# [SOURCE DOCUMENT]
============================================================

Supreme Court: The bench of Ashok Bhushan and R. Subhash Reddy*, JJ has held that the Micro, Small and Medium Enterprises Development Act, 2006, being a special Statute, will have an overriding effect vis-à-vis Arbitration and Conciliation Act, 1996, which is a general Act. Hence, even if there is an agreement between the parties for resolution of disputes by arbitration, if a seller is covered by Micro, Small and Medium Enterprises Development Act, 2006, the seller can certainly approach the competent authority to make its claim. Further, if the counter-claim made by the buyer in the proceedings arising out of claims made by the seller is not allowed, it may lead to parallel proceedings before the various fora.
The Court, held,
“When there is a provision for filing counter-claim and set-off which is expressly inserted in Section 23 of the 1996 Act, there is no reason for curtailing the right of the respondent for making counter-claim or set-off in proceedings before the Facilitation Council.”
Scheme of the Acts
- As per Section 18(3) of the 2006 Act, when the conciliation initiated under sub-section (2) of Section 18 of the said Act is not successful, the Council shall either itself take up the dispute for arbitration or refer to any institution for arbitration.
- Further, Section 18(3) of the said Act also makes it clear that the provisions of 1996 Act are made applicable as if there is an agreement between the parties under sub-section (1) of Section 7 of the 1996 Act.

============================================================

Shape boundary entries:

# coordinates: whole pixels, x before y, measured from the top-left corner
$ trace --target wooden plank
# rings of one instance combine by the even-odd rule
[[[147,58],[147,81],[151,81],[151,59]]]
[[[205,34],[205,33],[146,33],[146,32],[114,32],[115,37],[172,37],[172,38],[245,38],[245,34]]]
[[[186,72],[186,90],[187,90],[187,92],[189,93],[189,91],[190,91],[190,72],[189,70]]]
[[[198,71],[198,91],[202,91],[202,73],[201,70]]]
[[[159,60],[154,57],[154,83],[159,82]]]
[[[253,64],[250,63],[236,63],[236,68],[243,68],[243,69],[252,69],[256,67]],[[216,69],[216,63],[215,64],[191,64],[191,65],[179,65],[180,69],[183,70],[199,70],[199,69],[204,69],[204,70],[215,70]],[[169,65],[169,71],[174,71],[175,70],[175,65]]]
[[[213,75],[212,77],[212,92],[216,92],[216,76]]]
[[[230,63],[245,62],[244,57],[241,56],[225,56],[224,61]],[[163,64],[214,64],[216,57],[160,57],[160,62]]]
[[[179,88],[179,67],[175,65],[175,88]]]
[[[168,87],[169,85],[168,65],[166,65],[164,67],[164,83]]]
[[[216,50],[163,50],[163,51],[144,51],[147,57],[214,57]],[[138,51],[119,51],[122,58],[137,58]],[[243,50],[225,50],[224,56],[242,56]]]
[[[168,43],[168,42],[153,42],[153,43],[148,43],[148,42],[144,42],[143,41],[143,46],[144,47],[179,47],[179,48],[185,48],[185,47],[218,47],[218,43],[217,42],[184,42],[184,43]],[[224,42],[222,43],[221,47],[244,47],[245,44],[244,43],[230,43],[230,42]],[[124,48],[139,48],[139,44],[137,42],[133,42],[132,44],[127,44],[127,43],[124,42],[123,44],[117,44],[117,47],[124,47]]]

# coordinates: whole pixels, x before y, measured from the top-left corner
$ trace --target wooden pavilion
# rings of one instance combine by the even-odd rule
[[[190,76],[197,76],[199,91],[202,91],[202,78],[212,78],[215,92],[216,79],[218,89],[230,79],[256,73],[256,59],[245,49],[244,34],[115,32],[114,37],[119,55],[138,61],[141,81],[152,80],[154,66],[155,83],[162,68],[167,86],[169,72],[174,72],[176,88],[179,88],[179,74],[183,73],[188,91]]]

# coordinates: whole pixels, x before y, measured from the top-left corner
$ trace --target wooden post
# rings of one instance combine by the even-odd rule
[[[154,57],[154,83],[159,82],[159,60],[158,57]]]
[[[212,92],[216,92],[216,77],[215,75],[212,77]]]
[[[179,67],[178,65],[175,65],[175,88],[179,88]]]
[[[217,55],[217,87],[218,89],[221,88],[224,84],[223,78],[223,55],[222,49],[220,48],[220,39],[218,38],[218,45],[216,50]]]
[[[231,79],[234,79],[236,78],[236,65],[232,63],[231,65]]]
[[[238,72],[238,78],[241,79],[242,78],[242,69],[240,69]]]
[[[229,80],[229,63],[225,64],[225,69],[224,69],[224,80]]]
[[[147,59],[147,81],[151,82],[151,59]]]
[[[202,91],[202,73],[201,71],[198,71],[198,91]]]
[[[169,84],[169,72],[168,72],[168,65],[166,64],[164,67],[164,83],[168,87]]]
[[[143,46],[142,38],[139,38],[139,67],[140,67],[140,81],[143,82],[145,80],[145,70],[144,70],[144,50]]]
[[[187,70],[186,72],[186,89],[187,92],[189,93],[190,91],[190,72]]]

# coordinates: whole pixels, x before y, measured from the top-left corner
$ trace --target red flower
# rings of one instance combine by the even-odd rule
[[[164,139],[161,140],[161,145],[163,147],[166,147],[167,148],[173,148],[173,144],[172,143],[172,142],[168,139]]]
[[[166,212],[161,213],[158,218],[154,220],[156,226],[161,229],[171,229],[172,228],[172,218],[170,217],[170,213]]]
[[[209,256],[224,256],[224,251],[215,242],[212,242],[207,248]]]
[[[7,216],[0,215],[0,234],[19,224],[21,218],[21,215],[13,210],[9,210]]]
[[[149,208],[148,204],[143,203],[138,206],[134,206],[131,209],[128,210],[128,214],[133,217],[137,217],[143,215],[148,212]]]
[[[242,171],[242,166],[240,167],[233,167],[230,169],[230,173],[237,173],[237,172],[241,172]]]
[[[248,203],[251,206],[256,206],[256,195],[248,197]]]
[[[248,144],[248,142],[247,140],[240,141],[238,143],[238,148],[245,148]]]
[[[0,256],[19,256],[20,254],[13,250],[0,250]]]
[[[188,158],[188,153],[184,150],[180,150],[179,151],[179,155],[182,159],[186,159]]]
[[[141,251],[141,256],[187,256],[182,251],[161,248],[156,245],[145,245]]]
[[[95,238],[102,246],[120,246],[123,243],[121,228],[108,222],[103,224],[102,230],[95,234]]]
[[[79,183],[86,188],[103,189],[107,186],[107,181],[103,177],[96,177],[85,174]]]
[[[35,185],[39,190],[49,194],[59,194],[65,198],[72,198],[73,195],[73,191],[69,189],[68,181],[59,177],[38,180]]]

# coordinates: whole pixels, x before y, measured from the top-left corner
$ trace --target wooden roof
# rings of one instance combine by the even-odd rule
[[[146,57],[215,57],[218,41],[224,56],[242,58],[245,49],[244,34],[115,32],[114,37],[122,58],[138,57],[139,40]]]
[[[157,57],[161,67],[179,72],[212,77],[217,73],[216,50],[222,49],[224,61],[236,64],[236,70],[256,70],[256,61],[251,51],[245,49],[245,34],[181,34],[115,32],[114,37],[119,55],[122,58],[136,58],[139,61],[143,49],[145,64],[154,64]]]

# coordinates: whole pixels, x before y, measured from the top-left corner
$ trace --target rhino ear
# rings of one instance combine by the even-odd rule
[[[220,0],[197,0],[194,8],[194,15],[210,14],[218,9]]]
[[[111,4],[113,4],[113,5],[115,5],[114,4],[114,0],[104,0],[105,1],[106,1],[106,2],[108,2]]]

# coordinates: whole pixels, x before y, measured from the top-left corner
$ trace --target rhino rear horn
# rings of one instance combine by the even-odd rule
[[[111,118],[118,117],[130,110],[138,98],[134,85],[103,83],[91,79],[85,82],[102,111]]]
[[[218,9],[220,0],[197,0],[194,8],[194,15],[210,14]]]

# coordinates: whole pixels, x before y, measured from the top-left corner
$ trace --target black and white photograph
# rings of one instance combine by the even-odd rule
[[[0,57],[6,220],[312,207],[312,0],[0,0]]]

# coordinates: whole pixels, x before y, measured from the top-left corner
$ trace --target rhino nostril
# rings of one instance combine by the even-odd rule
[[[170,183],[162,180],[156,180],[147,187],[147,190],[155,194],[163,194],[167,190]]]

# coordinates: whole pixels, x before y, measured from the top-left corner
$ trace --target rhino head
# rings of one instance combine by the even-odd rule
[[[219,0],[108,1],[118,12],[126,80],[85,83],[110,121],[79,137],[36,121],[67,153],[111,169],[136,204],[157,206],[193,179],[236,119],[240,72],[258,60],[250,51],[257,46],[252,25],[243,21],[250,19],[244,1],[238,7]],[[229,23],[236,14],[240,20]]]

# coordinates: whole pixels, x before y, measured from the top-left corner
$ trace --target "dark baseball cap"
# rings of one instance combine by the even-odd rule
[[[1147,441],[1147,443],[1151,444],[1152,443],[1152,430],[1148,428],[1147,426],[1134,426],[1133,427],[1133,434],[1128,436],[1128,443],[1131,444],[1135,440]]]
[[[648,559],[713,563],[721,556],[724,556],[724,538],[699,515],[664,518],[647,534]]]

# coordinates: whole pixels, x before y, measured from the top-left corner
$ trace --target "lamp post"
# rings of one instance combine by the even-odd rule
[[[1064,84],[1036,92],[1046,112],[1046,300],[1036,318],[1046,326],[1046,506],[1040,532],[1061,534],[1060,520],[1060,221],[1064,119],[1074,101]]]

============================================================

# [TASKS AND EXERCISES]
(A) Answer these questions from the Supreme Court summary:
(i) Which judges made up the bench?
(ii) Which Act does it call the general Act?
(iii) Under Section 18(3) of the 2006 Act, what must the Council do when conciliation is not successful?
(B) Return the stretch of the Supreme Court summary from "- Further, Section" through "the 1996 Act.", copied word for word.
(C) Write the next part of the Supreme Court summary, picking up after its last sentence.

# [RESPONSES]
(A)
(i) Ashok Bhushan and R. Subhash Reddy
(ii) The Arbitration and Conciliation Act, 1996
(iii) Either take up the dispute for arbitration itself or refer it to any institution for arbitration

(B)
- Further, Section 18(3) of the said Act also makes it clear that the provisions of 1996 Act are made applicable as if there is an agreement between the parties under sub-section (1) of Section 7 of the 1996 Act.

(C)
- The obligations of the buyer to make payment, and award of interest at three times of the bank rate notified by Reserve Bank in the event of delay by the buyer and the mechanism for recovery and reference to Micro and Small Enterprises Facilitation Council and further remedies under the 2006 Act for the party aggrieved by the awards, are covered by Chapter V of the 2006 Act.
- The provisions of Section 15 to 23 of the Act are given overriding effect notwithstanding anything inconsistent therewith contained in any other law for the time being in force.
- From the Statement of Objects and Reasons also it is clear that it is a beneficial legislation to the small, medium and micro sector.
- The Arbitration and Conciliation Act, 1996 is a general law whereas the Micro, Small and Medium Enterprises Development Act, 2006 is a special beneficial legislation which is intended to benefit micro, small and medium enterprises covered by the said Act.
- The Act of 2006 contemplates a statutory arbitration when conciliation fails. A party which is covered by the provisions of 2006 Act allows a party to apply to the Council constituted under the Act to first conciliate and then arbitrate on the dispute between it and other parties.
Fundamental differences in the settlement mechanism under the 2006 Act and the 1996 Act
- The Council constituted under the 2006 Act to undertake mandatory conciliation before the arbitration which is not so under the 1996 Act.
- In the event of failure of conciliation under the 2006 Act, the Council or the centre or institution is identified by it for arbitration. The 1996 Act allows resolution of disputes by agreed forum.
- In the event of award in favour of seller and if the same is to be challenged, there is a condition for pre-deposit of 75% of the amount awarded. Such is not the case in the 1996 Act.
Why the counter-claim should be allowed?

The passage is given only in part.